Consigne 1. D'après l'article sur l'islam dans l'édition, combien d'exemplaires de La France juive se sont vendus la première année ?
Consigne 2. Dans l'article sur l'islam dans l'édition, recopiez s'il vous plaît le passage qui va de « On ne peut rien » jusqu'à « de parti pris. » inclus.

Texte fourni.
++++
On ne peut rien dire sur l’islam !

Le spectre d’Édouard Drumont plane sur l’édition · « L’islam, un sujet sur lequel on ne peut pas s’exprimer », déclarait Michel Onfray en 2015. Depuis, nombre de chroniqueurs, de journalistes et d’éditorialistes répètent à l’envi que l’islam serait un thème tabou. Et pourtant, la production éditoriale concernant ce « problème » n’a jamais été aussi abondante. Et autant de parti pris.

Édouard Drumont (BNF Gallica), Michel Houellebecq (Fronteiras do pensamento), Éric Zemmour (The supermat).

En 1886 fut publié La France juive, essai d’histoire contemporaine, ouvrage de 1200 pages en deux tomes, comportant une multitude de références ainsi qu’un index des personnalités juives et de leurs « alliés » désignés comme les responsables, tant du dérèglement moral de la France que de l’effondrement bancaire. Édité par Flammarion, grâce à l’appui financier d’Alphonse Daudet, le livre bénéficia d’une ample publicité dans la presse, notamment de la part du Figaro, au point de devenir un best-seller vendu à plus de 60 000 exemplaires la première année. Il fit l’objet de plus de 200 rééditions. Léon Poliakov faisait remarquer que le succès du livre suscita en France une vogue de production de titres antisémites, de « la Russie juive » à « l’Algérie juive », en passant par « l’Angleterre juive » ou « l’Autriche juive ».

Édouard Drumont fut un essayiste hystérique et besogneux à la plume médiocre, guidé par une brûlante soif d’ambition et de notoriété. L’antisémitisme éditorial fut pour lui le moyen d’assouvir ce désir d’ascension et de succès littéraire. Fondateur du journal La Libre Parole, il fit de ce titre le principal émetteur de la propagande anti-dreyfusarde en 1894 (et même avant, dès la nomination de Dreyfus en tant que capitaine stagiaire), opinion partagée par la quasi-totalité de la presse française, du Petit Journal à La Croix. Ce ne fut qu’en 1898, après le « J’accuse » de Zola que le camp dreyfusard sortit de la marginalité. Drumont fut élu en mai de cette même année député d’Alger sous l’étiquette du « groupe antisémite » dont il fut le dirigeant à l’Assemblée. Il bénéficiait en Algérie du soutien des agitateurs coloniaux européens (parmi lesquels Max Régis), qui furent les véritables introducteurs de l’antisémitisme en Afrique du Nord.
++++
Enregistrements bruts.
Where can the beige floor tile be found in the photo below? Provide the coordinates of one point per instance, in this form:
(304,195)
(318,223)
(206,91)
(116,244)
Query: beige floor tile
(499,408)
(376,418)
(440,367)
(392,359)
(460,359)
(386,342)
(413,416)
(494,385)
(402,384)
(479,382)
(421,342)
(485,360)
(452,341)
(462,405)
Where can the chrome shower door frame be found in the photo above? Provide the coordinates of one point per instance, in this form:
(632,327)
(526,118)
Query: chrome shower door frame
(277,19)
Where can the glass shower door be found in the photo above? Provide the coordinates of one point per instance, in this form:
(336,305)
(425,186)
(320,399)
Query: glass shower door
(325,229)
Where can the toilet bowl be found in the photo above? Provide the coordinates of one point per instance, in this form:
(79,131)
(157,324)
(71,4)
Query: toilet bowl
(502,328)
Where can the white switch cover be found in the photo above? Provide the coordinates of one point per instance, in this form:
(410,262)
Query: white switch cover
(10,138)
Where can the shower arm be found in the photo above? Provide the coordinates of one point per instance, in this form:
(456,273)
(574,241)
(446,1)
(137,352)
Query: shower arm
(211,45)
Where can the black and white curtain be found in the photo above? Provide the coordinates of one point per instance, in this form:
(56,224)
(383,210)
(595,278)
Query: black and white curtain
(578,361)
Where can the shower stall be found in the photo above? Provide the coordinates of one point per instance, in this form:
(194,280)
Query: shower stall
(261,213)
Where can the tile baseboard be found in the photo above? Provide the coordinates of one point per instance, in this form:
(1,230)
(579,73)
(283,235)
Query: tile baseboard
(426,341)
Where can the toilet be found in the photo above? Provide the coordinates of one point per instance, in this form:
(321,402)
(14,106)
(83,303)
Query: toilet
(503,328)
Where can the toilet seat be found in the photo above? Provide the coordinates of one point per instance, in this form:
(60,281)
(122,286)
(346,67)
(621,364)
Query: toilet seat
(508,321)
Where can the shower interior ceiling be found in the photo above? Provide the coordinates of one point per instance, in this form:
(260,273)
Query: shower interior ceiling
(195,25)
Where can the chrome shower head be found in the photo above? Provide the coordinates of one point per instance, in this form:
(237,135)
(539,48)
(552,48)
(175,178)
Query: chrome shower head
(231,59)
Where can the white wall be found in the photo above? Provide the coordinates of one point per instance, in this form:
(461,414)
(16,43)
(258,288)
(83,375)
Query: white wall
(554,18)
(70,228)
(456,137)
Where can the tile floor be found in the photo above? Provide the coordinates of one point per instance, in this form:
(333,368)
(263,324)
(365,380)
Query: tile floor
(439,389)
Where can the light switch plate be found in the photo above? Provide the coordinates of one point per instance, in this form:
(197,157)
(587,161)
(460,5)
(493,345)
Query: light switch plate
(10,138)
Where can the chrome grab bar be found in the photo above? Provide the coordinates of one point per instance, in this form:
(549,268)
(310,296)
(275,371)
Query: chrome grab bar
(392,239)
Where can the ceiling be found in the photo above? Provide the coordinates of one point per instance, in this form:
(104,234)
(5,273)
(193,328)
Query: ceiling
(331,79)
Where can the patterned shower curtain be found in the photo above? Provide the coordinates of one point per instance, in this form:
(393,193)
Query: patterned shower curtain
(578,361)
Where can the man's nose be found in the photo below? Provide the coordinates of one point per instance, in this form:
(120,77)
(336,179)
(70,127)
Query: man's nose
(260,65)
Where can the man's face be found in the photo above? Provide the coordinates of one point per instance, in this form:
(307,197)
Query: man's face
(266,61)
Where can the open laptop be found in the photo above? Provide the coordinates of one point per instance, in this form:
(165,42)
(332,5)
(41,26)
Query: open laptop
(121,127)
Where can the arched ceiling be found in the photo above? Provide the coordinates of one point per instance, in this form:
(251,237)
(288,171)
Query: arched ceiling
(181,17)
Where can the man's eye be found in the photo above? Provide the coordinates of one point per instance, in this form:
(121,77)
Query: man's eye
++++
Résultat final 1. Plus de 60 000 exemplaires.

Résultat final 2.
On ne peut rien dire sur l’islam !

Le spectre d’Édouard Drumont plane sur l’édition · « L’islam, un sujet sur lequel on ne peut pas s’exprimer », déclarait Michel Onfray en 2015. Depuis, nombre de chroniqueurs, de journalistes et d’éditorialistes répètent à l’envi que l’islam serait un thème tabou. Et pourtant, la production éditoriale concernant ce « problème » n’a jamais été aussi abondante. Et autant de parti pris.